— begin INPUT RECORDS —

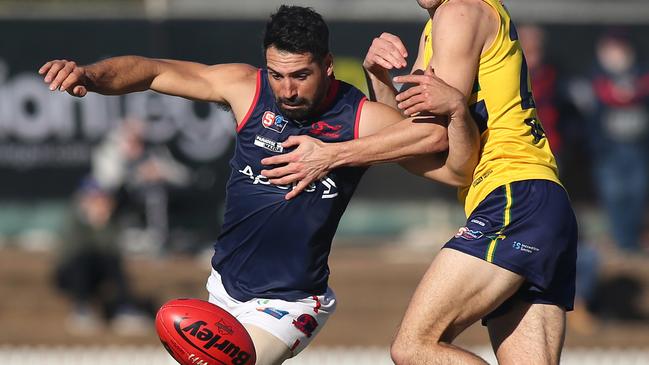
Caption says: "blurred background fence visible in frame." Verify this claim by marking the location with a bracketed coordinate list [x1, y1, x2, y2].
[0, 0, 649, 363]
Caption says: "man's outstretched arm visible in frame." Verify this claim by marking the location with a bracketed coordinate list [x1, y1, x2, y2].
[38, 56, 257, 118]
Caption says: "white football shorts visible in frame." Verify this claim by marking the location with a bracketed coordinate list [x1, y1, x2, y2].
[206, 269, 336, 356]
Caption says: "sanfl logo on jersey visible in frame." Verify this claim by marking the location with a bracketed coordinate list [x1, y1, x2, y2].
[261, 111, 288, 133]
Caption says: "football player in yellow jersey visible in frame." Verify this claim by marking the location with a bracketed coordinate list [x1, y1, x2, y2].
[264, 0, 577, 364]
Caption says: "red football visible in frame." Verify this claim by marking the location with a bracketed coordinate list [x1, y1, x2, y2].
[155, 299, 256, 365]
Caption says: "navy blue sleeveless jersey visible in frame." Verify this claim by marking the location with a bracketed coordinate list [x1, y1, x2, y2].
[212, 70, 366, 301]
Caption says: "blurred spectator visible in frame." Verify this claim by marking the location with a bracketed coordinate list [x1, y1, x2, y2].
[568, 239, 600, 335]
[92, 118, 189, 251]
[585, 29, 649, 252]
[55, 178, 149, 334]
[518, 25, 562, 161]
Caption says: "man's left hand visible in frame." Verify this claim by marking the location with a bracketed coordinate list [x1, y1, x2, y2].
[261, 136, 335, 200]
[394, 67, 465, 116]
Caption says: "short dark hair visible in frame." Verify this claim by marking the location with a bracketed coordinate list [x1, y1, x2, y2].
[264, 5, 329, 61]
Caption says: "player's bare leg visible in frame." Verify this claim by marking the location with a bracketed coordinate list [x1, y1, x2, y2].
[487, 301, 566, 365]
[243, 324, 291, 365]
[391, 248, 524, 365]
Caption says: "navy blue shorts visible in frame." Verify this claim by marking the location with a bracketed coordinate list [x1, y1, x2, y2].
[444, 180, 578, 319]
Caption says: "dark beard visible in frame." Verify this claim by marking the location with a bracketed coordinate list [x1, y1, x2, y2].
[275, 81, 327, 122]
[277, 98, 315, 121]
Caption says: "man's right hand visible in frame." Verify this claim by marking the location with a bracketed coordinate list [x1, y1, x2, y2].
[38, 60, 88, 97]
[363, 33, 408, 78]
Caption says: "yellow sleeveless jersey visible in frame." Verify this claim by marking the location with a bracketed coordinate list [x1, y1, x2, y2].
[424, 0, 560, 216]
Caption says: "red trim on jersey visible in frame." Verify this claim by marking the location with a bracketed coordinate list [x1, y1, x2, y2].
[354, 97, 367, 139]
[291, 340, 300, 352]
[313, 295, 322, 314]
[318, 77, 340, 112]
[237, 69, 261, 133]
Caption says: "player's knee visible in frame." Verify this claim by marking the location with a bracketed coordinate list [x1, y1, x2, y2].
[390, 340, 413, 365]
[390, 336, 429, 365]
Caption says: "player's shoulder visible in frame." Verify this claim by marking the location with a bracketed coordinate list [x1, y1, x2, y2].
[211, 63, 260, 83]
[434, 0, 493, 23]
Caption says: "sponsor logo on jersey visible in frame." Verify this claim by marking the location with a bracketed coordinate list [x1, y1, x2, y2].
[237, 165, 338, 199]
[261, 111, 288, 133]
[455, 227, 484, 241]
[257, 307, 288, 319]
[512, 241, 541, 253]
[309, 121, 343, 138]
[293, 314, 318, 337]
[255, 135, 284, 153]
[471, 219, 487, 227]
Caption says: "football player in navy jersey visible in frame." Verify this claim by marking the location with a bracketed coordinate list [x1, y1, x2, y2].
[39, 6, 477, 365]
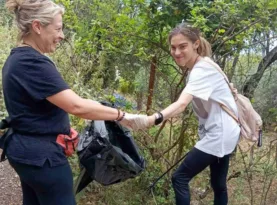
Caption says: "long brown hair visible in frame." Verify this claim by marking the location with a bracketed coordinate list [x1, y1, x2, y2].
[168, 24, 212, 57]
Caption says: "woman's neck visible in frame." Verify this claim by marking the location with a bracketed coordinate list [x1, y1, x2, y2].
[187, 54, 201, 70]
[21, 39, 44, 54]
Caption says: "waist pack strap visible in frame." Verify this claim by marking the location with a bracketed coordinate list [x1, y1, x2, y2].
[0, 128, 13, 162]
[0, 117, 13, 162]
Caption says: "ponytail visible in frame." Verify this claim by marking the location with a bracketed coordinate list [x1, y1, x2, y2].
[197, 36, 212, 57]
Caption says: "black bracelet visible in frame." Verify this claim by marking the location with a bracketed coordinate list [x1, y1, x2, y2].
[116, 112, 125, 122]
[155, 112, 164, 125]
[115, 109, 120, 121]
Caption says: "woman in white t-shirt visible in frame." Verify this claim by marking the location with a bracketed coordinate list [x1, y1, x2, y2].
[123, 24, 240, 205]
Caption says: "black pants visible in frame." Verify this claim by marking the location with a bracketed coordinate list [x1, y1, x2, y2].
[9, 161, 76, 205]
[172, 148, 229, 205]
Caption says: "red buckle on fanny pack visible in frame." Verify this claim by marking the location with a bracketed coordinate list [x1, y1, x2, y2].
[56, 128, 79, 157]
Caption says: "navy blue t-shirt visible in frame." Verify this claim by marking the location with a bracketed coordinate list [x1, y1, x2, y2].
[2, 47, 70, 166]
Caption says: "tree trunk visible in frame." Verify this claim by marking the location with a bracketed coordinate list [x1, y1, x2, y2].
[243, 46, 277, 98]
[146, 56, 157, 114]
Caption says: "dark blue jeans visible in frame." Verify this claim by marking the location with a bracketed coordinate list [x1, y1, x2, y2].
[172, 148, 229, 205]
[9, 161, 76, 205]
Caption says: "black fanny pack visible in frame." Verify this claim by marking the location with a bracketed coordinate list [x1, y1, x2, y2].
[0, 117, 13, 162]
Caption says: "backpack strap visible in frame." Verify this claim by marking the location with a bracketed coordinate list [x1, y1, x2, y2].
[203, 57, 240, 124]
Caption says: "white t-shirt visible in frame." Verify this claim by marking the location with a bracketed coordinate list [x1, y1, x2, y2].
[184, 56, 240, 157]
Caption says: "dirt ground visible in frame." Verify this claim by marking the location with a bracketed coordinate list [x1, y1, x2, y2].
[0, 150, 22, 205]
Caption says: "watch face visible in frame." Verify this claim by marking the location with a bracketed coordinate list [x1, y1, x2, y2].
[155, 112, 163, 125]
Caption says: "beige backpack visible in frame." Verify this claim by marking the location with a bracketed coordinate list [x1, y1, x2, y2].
[204, 57, 263, 143]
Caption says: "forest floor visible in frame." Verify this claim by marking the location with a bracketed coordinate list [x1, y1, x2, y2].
[0, 132, 277, 205]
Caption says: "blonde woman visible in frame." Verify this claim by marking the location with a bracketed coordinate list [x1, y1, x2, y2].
[2, 0, 144, 205]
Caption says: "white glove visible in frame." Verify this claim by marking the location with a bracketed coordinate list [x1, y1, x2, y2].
[120, 113, 149, 130]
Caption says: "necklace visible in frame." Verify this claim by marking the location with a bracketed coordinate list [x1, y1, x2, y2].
[192, 55, 199, 68]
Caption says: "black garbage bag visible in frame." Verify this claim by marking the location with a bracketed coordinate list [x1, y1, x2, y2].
[74, 115, 145, 194]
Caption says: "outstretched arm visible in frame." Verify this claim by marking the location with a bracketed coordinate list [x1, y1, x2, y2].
[149, 90, 193, 125]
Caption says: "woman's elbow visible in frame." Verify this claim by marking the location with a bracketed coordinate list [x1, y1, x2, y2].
[178, 102, 188, 111]
[65, 102, 84, 116]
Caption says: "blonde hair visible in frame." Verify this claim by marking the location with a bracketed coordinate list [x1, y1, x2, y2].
[168, 24, 212, 57]
[6, 0, 64, 41]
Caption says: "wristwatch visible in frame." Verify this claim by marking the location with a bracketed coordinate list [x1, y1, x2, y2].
[155, 112, 164, 125]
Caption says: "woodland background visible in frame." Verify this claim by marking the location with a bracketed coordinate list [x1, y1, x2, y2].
[0, 0, 277, 205]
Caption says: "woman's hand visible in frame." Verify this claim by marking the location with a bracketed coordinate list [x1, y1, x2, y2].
[119, 113, 150, 130]
[148, 114, 156, 127]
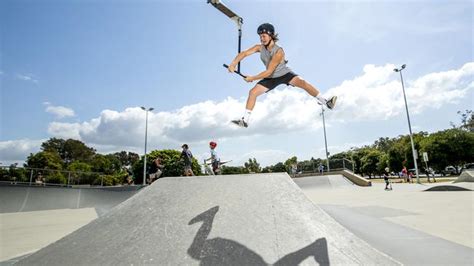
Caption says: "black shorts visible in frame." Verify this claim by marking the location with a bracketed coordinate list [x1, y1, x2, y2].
[257, 72, 298, 92]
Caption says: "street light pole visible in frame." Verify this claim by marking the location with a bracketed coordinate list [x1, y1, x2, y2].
[393, 64, 420, 184]
[321, 104, 331, 172]
[141, 106, 153, 186]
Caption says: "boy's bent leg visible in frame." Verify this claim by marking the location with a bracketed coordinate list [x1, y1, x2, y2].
[245, 84, 268, 111]
[290, 76, 319, 97]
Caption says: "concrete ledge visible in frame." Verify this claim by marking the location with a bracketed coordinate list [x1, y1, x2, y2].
[293, 170, 372, 187]
[341, 170, 372, 187]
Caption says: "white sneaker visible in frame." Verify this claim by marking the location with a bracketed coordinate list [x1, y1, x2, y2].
[326, 96, 337, 109]
[232, 117, 249, 127]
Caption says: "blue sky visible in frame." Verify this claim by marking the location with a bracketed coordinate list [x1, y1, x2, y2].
[0, 0, 474, 165]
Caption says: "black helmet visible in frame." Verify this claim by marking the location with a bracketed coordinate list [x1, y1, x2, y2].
[257, 23, 275, 36]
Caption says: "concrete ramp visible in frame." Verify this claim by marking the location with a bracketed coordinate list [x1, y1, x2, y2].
[0, 185, 141, 216]
[453, 169, 474, 183]
[18, 174, 398, 265]
[293, 175, 354, 189]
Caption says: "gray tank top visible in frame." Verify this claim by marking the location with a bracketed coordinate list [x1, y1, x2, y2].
[260, 44, 291, 78]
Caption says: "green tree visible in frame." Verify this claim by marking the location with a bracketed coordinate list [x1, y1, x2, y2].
[41, 138, 95, 165]
[420, 128, 474, 171]
[67, 161, 93, 184]
[360, 149, 382, 177]
[113, 151, 140, 166]
[133, 150, 201, 184]
[25, 151, 63, 170]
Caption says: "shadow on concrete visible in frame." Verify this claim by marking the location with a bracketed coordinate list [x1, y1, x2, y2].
[188, 206, 329, 266]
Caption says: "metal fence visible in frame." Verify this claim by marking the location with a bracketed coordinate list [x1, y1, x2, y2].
[0, 166, 128, 187]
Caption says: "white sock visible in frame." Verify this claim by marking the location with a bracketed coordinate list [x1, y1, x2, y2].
[316, 93, 327, 104]
[244, 109, 252, 123]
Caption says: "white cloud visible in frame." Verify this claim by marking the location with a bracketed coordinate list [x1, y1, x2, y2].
[48, 122, 81, 140]
[39, 63, 474, 152]
[327, 62, 474, 121]
[0, 139, 44, 165]
[2, 63, 474, 165]
[43, 102, 75, 119]
[16, 74, 39, 84]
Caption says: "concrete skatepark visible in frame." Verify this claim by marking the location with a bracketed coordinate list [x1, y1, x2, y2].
[0, 171, 474, 265]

— end INPUT RECORDS —

-- SHORT PROBLEM --
Repeat word for word each line from the one with "sock visible in" to the end of the records above, inclusive.

-- ANSWER TO THIS TASK --
Caption says: "white sock visible in frame." Verify this claim by marking the location with a bracketed coordinate list [x1, y1, x2, y2].
[316, 93, 327, 104]
[244, 109, 252, 123]
Caption says: "white cloud visible in frame." Verify this claim by marking the location with a bracketed coordinate list [x1, y1, x2, y2].
[48, 122, 81, 140]
[39, 63, 474, 152]
[327, 62, 474, 121]
[0, 139, 44, 165]
[2, 63, 474, 165]
[43, 102, 75, 119]
[16, 74, 39, 84]
Caption says: "concrete skatepark visible in frame." Verify this claim by marking the location with a bracketed coordinate list [x1, y1, x2, y2].
[0, 171, 474, 265]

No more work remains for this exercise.